-- DOCUMENT SECTION start --
Analyze cultural texts and measure emotional sentiment computationally.

**Make a copy:** File > Save a copy in Drive

## Exercise 1: Setting Up Text Analysis Tools
Install and import libraries for text and sentiment analysis.

In [None]:
# Install required packages (only run once in Colab)
# !pip install vaderSentiment

# Import libraries - only the ones covered in CodeAlongs
from vaderSentiment.vaderSentiment import SentimentIntensityAnalyzer

# Create analyzer like in CodeAlongs
analyzer = SentimentIntensityAnalyzer()
print("VADER Sentiment Analyzer loaded successfully")

## Exercise 2: Basic Text Analysis Functions
Create functions to analyze text characteristics.

In [None]:
# Text analysis functions (simplified to match CodeAlongs patterns)
def analyze_text_basics(text):
    """Perform basic text analysis""" 
    
    # Basic counts
    char_count = len(text)
    word_count = len(text.split())
    sentence_count = text.count('.') + text.count('!') + text.count('?')
    if sentence_count == 0:
        sentence_count = 1
    
    # Calculate averages
    total_chars = 0
    words = text.split()
    for word in words:
        clean_word = word.strip('.,!?;:')
-- DOCUMENT SECTION end --
> _TO-DO LIST_:
1. Rewrite the text-analysis notebook from "sentence_count = text.count('.')" up to and including "words = text.split()", changing "sentence_count" to "num_sentences".
2. Summarize the text-analysis notebook in two sentences.
3. Write the next part of the text-analysis notebook, picking up right after its final line.
-- MATERIAL SUPPLIED start --
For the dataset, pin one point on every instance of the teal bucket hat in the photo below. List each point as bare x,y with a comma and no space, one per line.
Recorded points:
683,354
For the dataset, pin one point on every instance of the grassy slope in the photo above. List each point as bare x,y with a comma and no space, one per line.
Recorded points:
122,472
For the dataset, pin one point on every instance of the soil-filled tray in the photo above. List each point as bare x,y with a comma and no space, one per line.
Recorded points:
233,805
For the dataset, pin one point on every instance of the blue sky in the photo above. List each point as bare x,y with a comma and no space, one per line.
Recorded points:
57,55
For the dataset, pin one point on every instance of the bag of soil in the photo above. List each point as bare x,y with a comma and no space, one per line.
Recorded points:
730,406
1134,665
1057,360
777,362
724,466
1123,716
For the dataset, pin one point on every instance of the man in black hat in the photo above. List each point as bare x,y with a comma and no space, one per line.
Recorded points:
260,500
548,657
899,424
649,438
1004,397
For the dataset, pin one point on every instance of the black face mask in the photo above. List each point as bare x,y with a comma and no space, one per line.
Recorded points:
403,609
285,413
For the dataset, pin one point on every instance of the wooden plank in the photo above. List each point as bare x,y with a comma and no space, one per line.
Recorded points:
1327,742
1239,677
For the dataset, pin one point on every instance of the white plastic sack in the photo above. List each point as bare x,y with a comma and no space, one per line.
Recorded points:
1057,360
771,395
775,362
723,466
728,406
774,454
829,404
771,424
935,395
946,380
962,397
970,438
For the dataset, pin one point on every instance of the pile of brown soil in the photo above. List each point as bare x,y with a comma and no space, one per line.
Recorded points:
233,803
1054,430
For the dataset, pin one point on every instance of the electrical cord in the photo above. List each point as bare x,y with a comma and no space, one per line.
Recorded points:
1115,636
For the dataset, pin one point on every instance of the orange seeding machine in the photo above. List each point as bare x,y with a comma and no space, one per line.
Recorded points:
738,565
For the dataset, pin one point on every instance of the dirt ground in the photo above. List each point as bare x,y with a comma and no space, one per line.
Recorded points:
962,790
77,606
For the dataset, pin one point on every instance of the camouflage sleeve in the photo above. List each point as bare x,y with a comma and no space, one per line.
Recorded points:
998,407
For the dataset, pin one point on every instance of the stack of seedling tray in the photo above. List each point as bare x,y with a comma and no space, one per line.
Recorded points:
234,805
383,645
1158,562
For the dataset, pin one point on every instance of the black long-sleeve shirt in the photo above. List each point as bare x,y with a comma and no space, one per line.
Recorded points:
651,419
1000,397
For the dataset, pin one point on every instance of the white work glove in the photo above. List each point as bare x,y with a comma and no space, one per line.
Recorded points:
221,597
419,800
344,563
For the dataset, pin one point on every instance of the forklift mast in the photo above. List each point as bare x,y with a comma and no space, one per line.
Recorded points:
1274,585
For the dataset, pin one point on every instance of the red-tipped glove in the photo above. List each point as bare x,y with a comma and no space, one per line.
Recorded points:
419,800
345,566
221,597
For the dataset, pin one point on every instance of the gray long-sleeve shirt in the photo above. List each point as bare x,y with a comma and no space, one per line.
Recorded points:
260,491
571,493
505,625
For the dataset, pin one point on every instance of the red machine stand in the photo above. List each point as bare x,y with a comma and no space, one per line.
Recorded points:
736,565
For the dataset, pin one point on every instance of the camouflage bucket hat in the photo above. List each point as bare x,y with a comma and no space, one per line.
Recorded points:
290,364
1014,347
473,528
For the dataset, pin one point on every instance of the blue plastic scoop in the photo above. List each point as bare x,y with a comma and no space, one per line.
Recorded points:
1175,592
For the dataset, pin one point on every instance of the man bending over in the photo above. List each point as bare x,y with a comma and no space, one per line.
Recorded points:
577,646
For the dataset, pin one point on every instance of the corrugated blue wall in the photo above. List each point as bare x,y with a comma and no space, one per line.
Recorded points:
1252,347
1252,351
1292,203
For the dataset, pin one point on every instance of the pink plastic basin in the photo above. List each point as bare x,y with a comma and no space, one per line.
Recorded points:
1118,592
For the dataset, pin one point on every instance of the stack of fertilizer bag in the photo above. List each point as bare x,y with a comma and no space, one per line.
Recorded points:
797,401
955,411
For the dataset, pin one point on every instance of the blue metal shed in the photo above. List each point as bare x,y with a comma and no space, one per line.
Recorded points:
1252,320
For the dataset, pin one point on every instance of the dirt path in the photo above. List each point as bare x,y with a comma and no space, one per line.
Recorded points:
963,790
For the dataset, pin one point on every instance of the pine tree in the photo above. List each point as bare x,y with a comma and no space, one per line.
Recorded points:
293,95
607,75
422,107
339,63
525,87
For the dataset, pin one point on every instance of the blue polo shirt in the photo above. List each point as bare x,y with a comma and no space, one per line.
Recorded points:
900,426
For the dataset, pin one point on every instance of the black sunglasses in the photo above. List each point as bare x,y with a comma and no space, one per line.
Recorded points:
-- MATERIAL SUPPLIED end --
> _RESULTS FOR EACH TASK_:
1.
num_sentences = text.count('.') + text.count('!') + text.count('?')
    if num_sentences == 0:
        num_sentences = 1
    
    # Calculate averages
    total_chars = 0
    words = text.split()

2. The notebook sets out exercises for analyzing cultural texts and measuring emotional sentiment computationally, beginning with installing and importing the VADER library and creating a SentimentIntensityAnalyzer. It then defines an analyze_text_basics function that counts characters, words and sentences, treats any text with no periods, exclamation points or question marks as one sentence, and starts calculating averages by stripping punctuation from each word.

3.
        total_chars = total_chars + len(clean_word)
    
    if word_count > 0:
        avg_word_length = total_chars / word_count
        avg_sentence_length = word_count / sentence_count
    else:
        avg_word_length = 0
        avg_sentence_length = 0
    
    return {
        'char_count': char_count,
        'word_count': word_count,
        'sentence_count': sentence_count,
        'avg_word_length': round(avg_word_length, 2),
        'avg_sentence_length': round(avg_sentence_length, 2)
    }

def get_basic_word_info(text):
    """Get basic word information""" 
    
    words = text.split()
    longest_word = ""
    
    for word in words:
        clean_word = word.strip('.,!?;:"()')
        if len(clean_word) > len(longest_word):
            longest_word = clean_word
    
    return {
        'total_words': len(words),
        'longest_word': longest_word,
        'longest_length': len(longest_word)
    }

# Test with literary examples
shakespeare_quote = "To be, or not to be, that is the question: Whether 'tis nobler in the mind to suffer"

print("Text Analysis of Shakespeare's Hamlet:")
analysis = analyze_text_basics(shakespeare_quote)
for key in analysis:
    value = analysis[key]
    print(key.replace("_", " ").title() + ": " + str(value))

print()
print("Word Analysis:")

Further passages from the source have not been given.